[Document passage]
+===+

Part of the reason so many biters remain unknown is because science can’t be rushed. “It takes an immense amount of time and effort to actually observe all the biting insects present in an area because they are small, difficult to find, and highly diverse,” says Stanford University mosquito expert Johannah Farner.
Even when two species of biting insect are similar to each other, they might actually belong to different species only identifiable by their DNA. Zoologists call these cryptic species. “One of the main current limitations to identifying new biting insect species through DNA sequencing is that we do not yet have a thorough catalog that pairs all the species we have already described with their DNA sequences,” Farner says. So let’s say researchers go out in the field, collect a mosquito, and sequence its DNA only to find it’s not in the database yet. Maybe it’s a new species, but it might be a known species that just hasn’t been fully cataloged yet. Experts are still working to fill the database gaps on the species we do know even as new insects are being identified. When experts take inventories of mosquitoes and other biting insects in an area, they may very well sink some species and find new ones in the process.

+===+

[Information supplied]

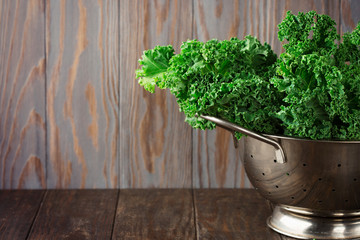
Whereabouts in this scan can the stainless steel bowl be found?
[202,116,360,239]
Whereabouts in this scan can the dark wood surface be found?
[113,189,195,240]
[0,189,298,240]
[29,190,118,240]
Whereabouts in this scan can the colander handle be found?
[200,115,286,163]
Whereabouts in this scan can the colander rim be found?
[262,134,360,144]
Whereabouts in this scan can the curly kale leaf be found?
[135,36,282,137]
[271,11,360,140]
[136,45,174,93]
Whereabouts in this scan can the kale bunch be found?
[136,36,284,137]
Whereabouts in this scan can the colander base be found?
[267,206,360,239]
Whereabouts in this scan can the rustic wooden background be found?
[0,0,360,189]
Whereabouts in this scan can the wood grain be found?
[194,189,291,240]
[0,190,45,239]
[193,0,340,188]
[28,190,118,240]
[119,0,192,188]
[46,0,119,188]
[0,0,46,189]
[112,189,195,240]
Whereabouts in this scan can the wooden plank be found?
[119,0,192,188]
[28,189,118,240]
[194,189,291,240]
[340,0,360,34]
[0,190,45,239]
[193,0,340,188]
[0,0,46,189]
[46,0,119,188]
[112,189,195,240]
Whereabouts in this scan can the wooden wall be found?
[0,0,360,189]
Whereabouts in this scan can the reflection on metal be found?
[201,116,360,239]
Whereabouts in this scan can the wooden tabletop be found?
[0,189,298,240]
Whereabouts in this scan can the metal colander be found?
[201,116,360,239]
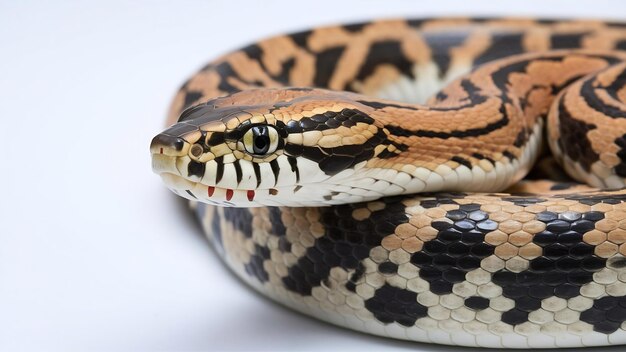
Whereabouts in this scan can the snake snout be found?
[150,133,189,156]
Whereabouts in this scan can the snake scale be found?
[151,18,626,348]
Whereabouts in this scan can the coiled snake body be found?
[151,19,626,348]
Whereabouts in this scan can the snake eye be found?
[243,125,278,156]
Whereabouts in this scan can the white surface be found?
[0,0,626,351]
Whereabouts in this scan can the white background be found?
[0,0,626,351]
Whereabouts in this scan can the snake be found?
[150,18,626,348]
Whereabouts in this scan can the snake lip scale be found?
[150,18,626,348]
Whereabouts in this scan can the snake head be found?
[151,88,398,207]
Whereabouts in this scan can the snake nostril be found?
[150,133,186,154]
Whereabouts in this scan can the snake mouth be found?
[152,152,278,207]
[159,172,278,207]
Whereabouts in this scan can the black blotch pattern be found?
[580,73,626,119]
[284,109,394,175]
[550,33,587,49]
[465,296,489,310]
[411,204,498,295]
[365,284,428,327]
[267,207,287,237]
[223,207,252,238]
[283,197,408,296]
[378,262,398,274]
[244,244,270,282]
[558,99,600,171]
[286,108,374,133]
[613,134,626,177]
[492,211,606,325]
[423,32,467,77]
[580,296,626,334]
[313,46,345,87]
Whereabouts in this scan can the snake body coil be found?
[151,19,626,348]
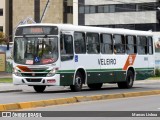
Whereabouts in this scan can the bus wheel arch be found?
[70,68,86,92]
[33,85,46,93]
[117,67,135,88]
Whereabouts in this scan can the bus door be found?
[98,34,116,83]
[59,31,75,86]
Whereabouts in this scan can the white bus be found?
[13,24,155,92]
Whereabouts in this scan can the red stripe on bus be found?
[123,54,136,70]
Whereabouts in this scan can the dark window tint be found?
[104,5,109,13]
[0,9,3,16]
[65,6,73,13]
[126,36,136,54]
[79,6,85,13]
[101,34,113,54]
[85,6,89,14]
[90,6,96,13]
[109,5,115,13]
[148,37,153,54]
[115,4,136,12]
[74,32,86,54]
[114,35,125,54]
[86,33,100,54]
[0,26,3,32]
[60,35,73,61]
[98,6,104,13]
[137,36,147,54]
[137,3,157,11]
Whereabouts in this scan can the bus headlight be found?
[13,68,22,76]
[47,69,56,77]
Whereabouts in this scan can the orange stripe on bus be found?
[17,65,32,72]
[123,55,136,70]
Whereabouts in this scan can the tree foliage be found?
[0,32,9,44]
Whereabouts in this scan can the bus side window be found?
[74,32,86,54]
[126,35,136,54]
[86,33,100,54]
[101,34,113,54]
[60,35,73,61]
[148,37,153,55]
[137,36,147,55]
[114,35,125,54]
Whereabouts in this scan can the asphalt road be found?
[5,95,160,120]
[0,81,160,104]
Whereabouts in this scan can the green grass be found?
[0,78,12,83]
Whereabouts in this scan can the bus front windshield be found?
[14,37,58,65]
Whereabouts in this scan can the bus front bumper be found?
[13,74,60,86]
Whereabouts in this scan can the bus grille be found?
[21,73,48,77]
[26,78,42,82]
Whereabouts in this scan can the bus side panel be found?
[60,73,74,86]
[87,72,101,84]
[114,71,126,82]
[101,71,114,83]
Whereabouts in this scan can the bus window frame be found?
[136,35,148,55]
[99,33,114,55]
[112,34,126,55]
[73,31,87,54]
[125,34,137,54]
[85,32,101,54]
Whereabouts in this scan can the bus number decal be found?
[98,59,116,65]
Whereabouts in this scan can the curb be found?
[0,89,23,93]
[0,90,160,111]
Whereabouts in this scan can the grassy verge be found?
[0,78,12,83]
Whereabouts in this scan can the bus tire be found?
[70,72,83,92]
[88,83,103,90]
[117,70,134,89]
[33,85,46,93]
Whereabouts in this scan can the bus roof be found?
[18,23,153,36]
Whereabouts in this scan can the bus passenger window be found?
[137,36,147,54]
[60,35,73,61]
[114,35,125,54]
[148,37,153,55]
[74,32,86,54]
[126,35,136,54]
[86,33,100,54]
[101,34,113,54]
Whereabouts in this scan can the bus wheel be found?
[70,72,83,92]
[118,70,134,88]
[33,85,46,93]
[88,83,103,90]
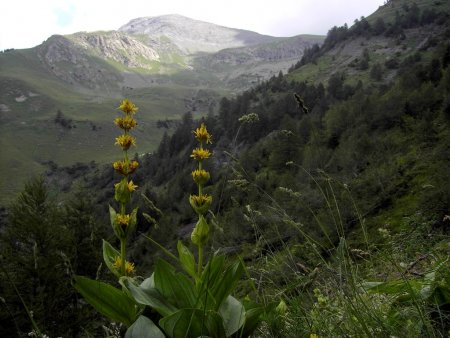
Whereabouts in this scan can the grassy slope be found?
[0,49,223,202]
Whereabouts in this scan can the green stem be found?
[197,245,203,278]
[120,239,126,276]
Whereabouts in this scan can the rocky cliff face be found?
[23,15,321,92]
[119,15,278,54]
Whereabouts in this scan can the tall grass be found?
[219,155,450,337]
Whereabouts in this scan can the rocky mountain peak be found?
[119,14,277,54]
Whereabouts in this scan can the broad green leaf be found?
[125,316,165,338]
[177,241,198,279]
[154,259,198,308]
[74,276,137,326]
[159,309,226,338]
[211,261,244,312]
[103,240,120,277]
[219,296,245,337]
[123,279,177,316]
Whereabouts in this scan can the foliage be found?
[74,104,267,337]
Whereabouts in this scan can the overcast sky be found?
[0,0,384,50]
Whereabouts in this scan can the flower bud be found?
[191,215,209,246]
[114,177,131,204]
[192,169,210,186]
[189,195,212,215]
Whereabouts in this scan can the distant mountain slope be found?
[119,14,279,54]
[0,15,323,199]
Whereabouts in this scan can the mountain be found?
[0,15,323,199]
[0,0,450,337]
[119,15,279,54]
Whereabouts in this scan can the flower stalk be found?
[110,99,139,276]
[189,123,212,276]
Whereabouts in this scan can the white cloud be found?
[0,0,383,50]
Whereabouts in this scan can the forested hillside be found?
[0,0,450,337]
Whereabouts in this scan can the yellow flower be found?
[189,195,212,215]
[191,148,211,162]
[114,115,137,130]
[119,99,139,114]
[116,214,131,227]
[128,161,139,174]
[114,256,135,276]
[113,161,139,175]
[192,169,210,185]
[115,134,136,150]
[194,123,212,144]
[128,181,137,192]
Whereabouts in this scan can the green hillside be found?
[0,0,450,338]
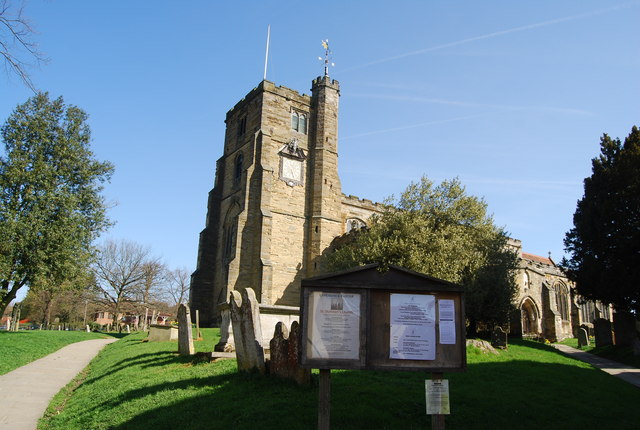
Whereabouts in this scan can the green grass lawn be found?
[0,330,110,375]
[560,338,640,368]
[38,329,640,430]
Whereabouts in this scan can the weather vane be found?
[318,39,336,76]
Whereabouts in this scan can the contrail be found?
[340,1,638,73]
[349,94,593,115]
[340,114,488,140]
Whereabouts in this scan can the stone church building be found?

+===+

[Problem to work on]
Please write out the passage on biting insects again, everything from "Part of the" down to "expert Johannah Farner.", and substitute "research" for "science". You can ignore the rows.

[Answer for the task]
Part of the reason so many biters remain unknown is because research can’t be rushed. “It takes an immense amount of time and effort to actually observe all the biting insects present in an area because they are small, difficult to find, and highly diverse,” says Stanford University mosquito expert Johannah Farner.